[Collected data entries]

+---+

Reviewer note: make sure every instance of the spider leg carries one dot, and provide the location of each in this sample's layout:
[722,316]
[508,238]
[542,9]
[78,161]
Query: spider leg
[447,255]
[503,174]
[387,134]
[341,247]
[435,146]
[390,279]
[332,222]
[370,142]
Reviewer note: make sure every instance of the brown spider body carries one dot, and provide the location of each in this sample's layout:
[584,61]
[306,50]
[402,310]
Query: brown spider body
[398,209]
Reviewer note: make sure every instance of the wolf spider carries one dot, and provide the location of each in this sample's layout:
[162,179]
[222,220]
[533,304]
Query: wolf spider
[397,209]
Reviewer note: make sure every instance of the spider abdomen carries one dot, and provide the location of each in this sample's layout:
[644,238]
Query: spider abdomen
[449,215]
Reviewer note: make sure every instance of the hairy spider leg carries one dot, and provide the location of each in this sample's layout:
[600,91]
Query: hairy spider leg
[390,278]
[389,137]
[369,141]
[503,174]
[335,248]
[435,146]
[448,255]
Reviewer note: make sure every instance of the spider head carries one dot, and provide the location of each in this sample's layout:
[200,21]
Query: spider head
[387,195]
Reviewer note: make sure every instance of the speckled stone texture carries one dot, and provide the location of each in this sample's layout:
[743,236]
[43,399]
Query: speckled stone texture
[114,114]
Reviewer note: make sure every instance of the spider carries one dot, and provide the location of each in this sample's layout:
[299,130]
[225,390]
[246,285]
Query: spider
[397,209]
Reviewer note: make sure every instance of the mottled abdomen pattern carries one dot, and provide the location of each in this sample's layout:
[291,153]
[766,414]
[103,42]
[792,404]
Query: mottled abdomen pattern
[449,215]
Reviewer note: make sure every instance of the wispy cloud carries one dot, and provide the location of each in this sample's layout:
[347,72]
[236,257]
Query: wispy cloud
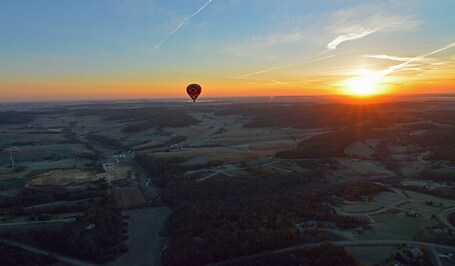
[396,58]
[378,75]
[361,21]
[346,24]
[261,71]
[348,37]
[182,23]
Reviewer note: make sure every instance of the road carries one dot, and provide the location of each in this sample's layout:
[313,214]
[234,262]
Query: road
[344,243]
[443,217]
[145,243]
[69,220]
[65,259]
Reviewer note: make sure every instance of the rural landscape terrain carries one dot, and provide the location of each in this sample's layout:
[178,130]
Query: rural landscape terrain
[250,182]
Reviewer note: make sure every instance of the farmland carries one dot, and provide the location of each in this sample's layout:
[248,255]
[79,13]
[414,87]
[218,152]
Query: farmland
[186,183]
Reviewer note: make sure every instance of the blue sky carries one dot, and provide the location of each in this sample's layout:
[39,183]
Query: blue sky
[84,47]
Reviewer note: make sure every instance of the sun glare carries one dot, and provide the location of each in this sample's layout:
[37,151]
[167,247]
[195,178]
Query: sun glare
[362,86]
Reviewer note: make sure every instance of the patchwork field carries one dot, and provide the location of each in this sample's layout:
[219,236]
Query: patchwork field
[129,197]
[62,178]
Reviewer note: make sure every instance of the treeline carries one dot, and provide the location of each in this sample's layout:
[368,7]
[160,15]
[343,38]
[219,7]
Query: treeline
[13,256]
[143,118]
[312,115]
[105,141]
[327,145]
[327,254]
[226,217]
[29,197]
[13,117]
[441,142]
[100,244]
[442,193]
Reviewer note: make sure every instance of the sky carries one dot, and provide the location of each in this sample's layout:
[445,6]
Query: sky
[136,49]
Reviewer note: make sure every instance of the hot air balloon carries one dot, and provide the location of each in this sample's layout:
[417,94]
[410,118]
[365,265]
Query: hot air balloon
[193,91]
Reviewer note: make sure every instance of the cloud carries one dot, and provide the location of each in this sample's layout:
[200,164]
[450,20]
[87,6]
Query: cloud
[261,44]
[348,37]
[376,76]
[182,23]
[261,71]
[360,21]
[397,58]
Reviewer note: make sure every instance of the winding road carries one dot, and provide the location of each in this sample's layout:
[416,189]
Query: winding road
[65,259]
[345,243]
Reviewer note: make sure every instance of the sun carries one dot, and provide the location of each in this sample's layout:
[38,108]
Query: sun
[364,85]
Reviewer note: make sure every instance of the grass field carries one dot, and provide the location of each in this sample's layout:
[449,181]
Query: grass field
[371,255]
[39,153]
[396,226]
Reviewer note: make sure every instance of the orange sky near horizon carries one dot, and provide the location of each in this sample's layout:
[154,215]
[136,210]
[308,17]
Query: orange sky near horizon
[155,50]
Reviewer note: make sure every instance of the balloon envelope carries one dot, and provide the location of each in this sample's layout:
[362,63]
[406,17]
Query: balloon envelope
[193,91]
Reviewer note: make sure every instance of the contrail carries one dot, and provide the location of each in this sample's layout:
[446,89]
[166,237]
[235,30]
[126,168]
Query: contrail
[382,73]
[182,23]
[348,37]
[393,58]
[261,71]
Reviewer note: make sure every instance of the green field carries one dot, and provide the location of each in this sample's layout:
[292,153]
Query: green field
[396,226]
[39,153]
[371,255]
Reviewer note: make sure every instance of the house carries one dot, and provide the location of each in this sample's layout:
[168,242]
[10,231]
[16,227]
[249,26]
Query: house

+---+

> _WORK ORDER_: Return every record exactly. Pictures stay out.

> _EXERCISE RESULT_:
Reviewer note: make sure every instance of the spider leg carries one dot, and provide the location of each in this sample's layout:
[722,316]
[508,238]
[542,9]
[78,161]
Query: spider leg
[447,255]
[503,174]
[387,134]
[341,247]
[435,146]
[390,279]
[332,222]
[370,142]
Reviewer note: make sure every instance of the brown spider body carries one dot, and provide the location of each in this sample's layout:
[584,61]
[306,50]
[402,310]
Query: brown spider body
[398,209]
Reviewer note: make sure every instance of the wolf spider carries one dot, and provide the location of each in this sample's layout:
[162,179]
[222,220]
[533,304]
Query: wolf spider
[397,209]
Reviewer note: make sure every instance of the spider abdomen carries one dot, and provide the location of each in this sample's layout:
[644,238]
Query: spider abdomen
[449,215]
Reviewer note: make sure every instance of the hairy spider leg carries one dot, and provide the location of each in this sample's layout:
[600,91]
Query: hairy spider leg
[390,278]
[389,137]
[369,141]
[503,174]
[335,248]
[435,146]
[448,255]
Reviewer note: make sure every instance of the spider head carries one dot, and provide the location of each in this sample's layout:
[200,21]
Query: spider head
[387,195]
Reviewer note: make sure every instance of the speckled stone texture carries one dot, and provide the location of each in this sample's layout:
[743,236]
[43,399]
Query: speckled stone texture
[114,114]
Reviewer note: make sure every instance of the spider carries one dot, and provide the location of each in this sample's layout:
[299,130]
[225,390]
[246,285]
Query: spider
[397,209]
Reviewer note: make sure every instance of the mottled abdomen pattern carries one dot, and provide the location of each in this sample's layout:
[291,153]
[766,414]
[103,42]
[792,404]
Query: mottled abdomen pattern
[449,215]
Reviewer note: make sure every instance of the wispy cloud carries one dot, and provide the location of each in this sample's layout:
[347,72]
[236,257]
Query: wispy cloud
[396,58]
[378,75]
[361,21]
[346,24]
[261,71]
[348,37]
[182,23]
Reviewer note: make sure every instance of the road carries one dot, and provide the location of each in this sample's layout:
[313,214]
[234,262]
Query: road
[344,243]
[443,217]
[145,243]
[69,220]
[65,259]
Reviewer note: make sure every instance of the rural landscape terrain carries one dot, and provide the location of each in this sample's layout:
[178,130]
Query: rural landscape terrain
[250,182]
Reviewer note: make sure every instance of the farmland carries one dot, and provide the location of each in this sample's layout:
[248,255]
[79,13]
[414,87]
[218,152]
Query: farmland
[186,183]
Reviewer note: make sure every instance of the blue sky carries one dot, and provide the location of each in this sample's layout:
[39,183]
Query: blue sky
[84,47]
Reviewer note: make sure every instance of the sun glare carries one dot, and provide the location of each in this sample's layout:
[37,151]
[167,247]
[195,178]
Query: sun glare
[362,86]
Reviewer note: make sure every instance of the patchwork field carries one dot, and provide the location of each in this sample's layout:
[219,236]
Query: patchwork field
[129,197]
[62,178]
Reviewer note: make sure every instance of the treeline carries one dot, and provide the location of each in this sample's layout:
[368,7]
[160,15]
[343,38]
[219,7]
Query: treeline
[13,256]
[143,118]
[312,115]
[105,141]
[327,145]
[327,254]
[226,217]
[29,197]
[13,117]
[441,142]
[100,244]
[442,193]
Reviewer note: make sure every instance of the sky carries one dot, and provide the location of each in this sample's layout:
[445,6]
Query: sky
[136,49]
Reviewer note: make sure every instance of the hot air balloon carries one dot, and provide the location of each in this sample's layout:
[417,94]
[410,118]
[365,265]
Query: hot air balloon
[193,91]
Reviewer note: make sure every instance of the cloud carries one dot, and provide the location of each in this sample's layout:
[200,164]
[450,20]
[87,6]
Query: cloud
[261,44]
[348,37]
[376,76]
[182,23]
[261,71]
[360,21]
[397,58]
Reviewer note: make sure every instance of the winding road carries one dot, and provide the location of each in this sample's layout:
[416,189]
Query: winding road
[65,259]
[345,243]
Reviewer note: make sure every instance of the sun carries one dot, and provide the location of each in this sample's layout:
[38,108]
Query: sun
[364,85]
Reviewer note: make sure every instance of the grass field carries one dot, and provide the location of each in this sample's layout:
[449,181]
Query: grass field
[371,255]
[39,153]
[396,226]
Reviewer note: make sure every instance of the orange sky near horizon carries one dot, and provide the location of each in this sample's layout:
[154,215]
[136,210]
[308,17]
Query: orange sky near horizon
[155,50]
Reviewer note: make sure every instance of the balloon envelope carries one dot, and provide the location of each in this sample's layout:
[362,63]
[406,17]
Query: balloon envelope
[193,91]
Reviewer note: make sure every instance of the contrail carries one dot, and provide the location of each in this sample's layout:
[446,89]
[166,237]
[235,30]
[126,168]
Query: contrail
[382,73]
[182,23]
[348,37]
[393,58]
[261,71]
Reviewer note: make sure every instance of the green field carries one dot, and provide the location of each in this sample's layout:
[292,153]
Query: green field
[396,226]
[39,153]
[371,255]
Reviewer note: make sure every instance of the house carries one dot, and provide the location of each in this sample's layout:
[168,242]
[10,231]
[16,227]
[249,26]
Query: house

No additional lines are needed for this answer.